## TO BE DONE
- 1) In the qspinlock mailing list message, what kind of constructs does the text say non-maskable interrupts must employ?
- 2) Print the lines of the stored records from their start through the line containing "x=172 y=271", both ends included.

Re: Question about qspinlock nest

From: Peter Zijlstra
Date: Mon Jan 14 2019 - 08:16:21 EST


On Fri, Jan 11, 2019 at 06:32:58PM +0000, James Morse wrote:
> Hi Peter,
>
> On 10/01/2019 20:12, Peter Zijlstra wrote:
> > On Thu, Jan 10, 2019 at 06:25:57PM +0000, James Morse wrote:
> >
> >> On arm64 if all the RAS and psuedo-NMI patches land, our worst-case interleaving
> >> jumps to at least 7. The culprit is APEI using spinlocks to protect fixmap slots.
> >>
> >> I have an RFC to bump the number of node bits from 2 to 3, but as this is APEI
> >> four times, it may be preferable to make it use something other than spinlocks.
>
> >> The worst-case order is below. Each one masks those before it:
> >> 1. process context
> >> 2. soft-irq
> >> 3. hard-irq
> >> 4. psuedo-nmi [0]
> >> - using the irqchip priorities to configure some IRQs as NMI.
> >> 5. SError [1]
> >> - a bit like an asynchronous MCE. ACPI allows this to convey CPER records,
> >> requiring an APEI call.
> >> 6&7. SDEI [2]
> >> - a firmware triggered software interrupt, only its two of them, either of
> >> which could convey CPER records.
> >> 8. Synchronous external abort
> >> - again, similar to MCE. There are systems using this with APEI.
>
> > The thing is, everything non-maskable (NMI like) really should not be
> > using spinlocks at all.
> >
> > I otherwise have no clue about wth APEI is, but it sounds like horrible
> > crap ;-)
>
> I think you've called it that before!: its that GHES thing in drivers/acpi/apei.
>
> What is the alternative? bit_spin_lock()?
> These things can happen independently on multiple CPUs. On arm64 these NMIlike
> things don't affect all CPUs like they seem to on x86.

It has nothing to do with how many CPUs are affected. It has everything
to do with not being maskable.

What avoids the trivial self-recursion:

spin_lock(&)
<NMI>
spin_lock(&x)
... wait forever more ...
</NMI>
spin_unlock(&x)

?

Normally for actual maskable interrupts, we use:

spin_lock_irq(&x)
// our IRQ cannot happen here because: masked
spin_unlock_irq(&x)

But non-maskable, has, per definition, a wee issue there.

Non-maskable MUST NOT _EVAH_ use any form of spinlocks, they're
fundamentally incompatible. Non-maskable interrupts must employ
wait-free atomic constructs.

## Stored records
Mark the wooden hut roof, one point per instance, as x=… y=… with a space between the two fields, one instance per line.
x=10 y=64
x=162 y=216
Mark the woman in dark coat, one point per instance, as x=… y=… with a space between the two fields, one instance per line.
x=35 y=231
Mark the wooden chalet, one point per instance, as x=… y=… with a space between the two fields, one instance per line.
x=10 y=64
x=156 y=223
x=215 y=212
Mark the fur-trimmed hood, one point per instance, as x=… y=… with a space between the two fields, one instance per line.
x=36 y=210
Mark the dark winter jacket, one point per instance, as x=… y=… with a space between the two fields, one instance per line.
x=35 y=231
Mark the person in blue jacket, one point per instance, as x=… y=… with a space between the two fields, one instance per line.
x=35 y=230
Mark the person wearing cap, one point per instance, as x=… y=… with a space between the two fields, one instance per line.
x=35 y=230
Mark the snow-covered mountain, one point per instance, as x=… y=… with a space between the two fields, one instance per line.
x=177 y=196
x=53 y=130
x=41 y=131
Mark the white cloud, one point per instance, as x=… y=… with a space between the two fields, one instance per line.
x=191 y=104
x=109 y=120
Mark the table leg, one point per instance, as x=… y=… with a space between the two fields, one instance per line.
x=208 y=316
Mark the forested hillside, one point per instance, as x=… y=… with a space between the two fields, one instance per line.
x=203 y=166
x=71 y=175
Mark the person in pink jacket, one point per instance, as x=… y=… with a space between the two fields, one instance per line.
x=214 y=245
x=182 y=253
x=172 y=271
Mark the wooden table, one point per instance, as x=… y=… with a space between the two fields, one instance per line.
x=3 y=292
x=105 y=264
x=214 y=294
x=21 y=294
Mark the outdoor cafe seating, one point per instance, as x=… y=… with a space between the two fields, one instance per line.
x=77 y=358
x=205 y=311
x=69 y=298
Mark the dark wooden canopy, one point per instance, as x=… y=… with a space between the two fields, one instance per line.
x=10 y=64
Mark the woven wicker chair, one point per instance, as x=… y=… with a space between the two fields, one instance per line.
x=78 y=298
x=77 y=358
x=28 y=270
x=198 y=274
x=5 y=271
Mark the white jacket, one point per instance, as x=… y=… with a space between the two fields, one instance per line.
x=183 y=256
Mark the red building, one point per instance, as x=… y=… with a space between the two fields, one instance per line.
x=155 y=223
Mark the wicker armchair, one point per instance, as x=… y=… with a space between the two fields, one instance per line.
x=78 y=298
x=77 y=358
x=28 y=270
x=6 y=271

## EXERCISE RESPONSES
- 1) Wait-free atomic constructs.

- 2)
Mark the wooden hut roof, one point per instance, as x=… y=… with a space between the two fields, one instance per line.
x=10 y=64
x=162 y=216
Mark the woman in dark coat, one point per instance, as x=… y=… with a space between the two fields, one instance per line.
x=35 y=231
Mark the wooden chalet, one point per instance, as x=… y=… with a space between the two fields, one instance per line.
x=10 y=64
x=156 y=223
x=215 y=212
Mark the fur-trimmed hood, one point per instance, as x=… y=… with a space between the two fields, one instance per line.
x=36 y=210
Mark the dark winter jacket, one point per instance, as x=… y=… with a space between the two fields, one instance per line.
x=35 y=231
Mark the person in blue jacket, one point per instance, as x=… y=… with a space between the two fields, one instance per line.
x=35 y=230
Mark the person wearing cap, one point per instance, as x=… y=… with a space between the two fields, one instance per line.
x=35 y=230
Mark the snow-covered mountain, one point per instance, as x=… y=… with a space between the two fields, one instance per line.
x=177 y=196
x=53 y=130
x=41 y=131
Mark the white cloud, one point per instance, as x=… y=… with a space between the two fields, one instance per line.
x=191 y=104
x=109 y=120
Mark the table leg, one point per instance, as x=… y=… with a space between the two fields, one instance per line.
x=208 y=316
Mark the forested hillside, one point per instance, as x=… y=… with a space between the two fields, one instance per line.
x=203 y=166
x=71 y=175
Mark the person in pink jacket, one point per instance, as x=… y=… with a space between the two fields, one instance per line.
x=214 y=245
x=182 y=253
x=172 y=271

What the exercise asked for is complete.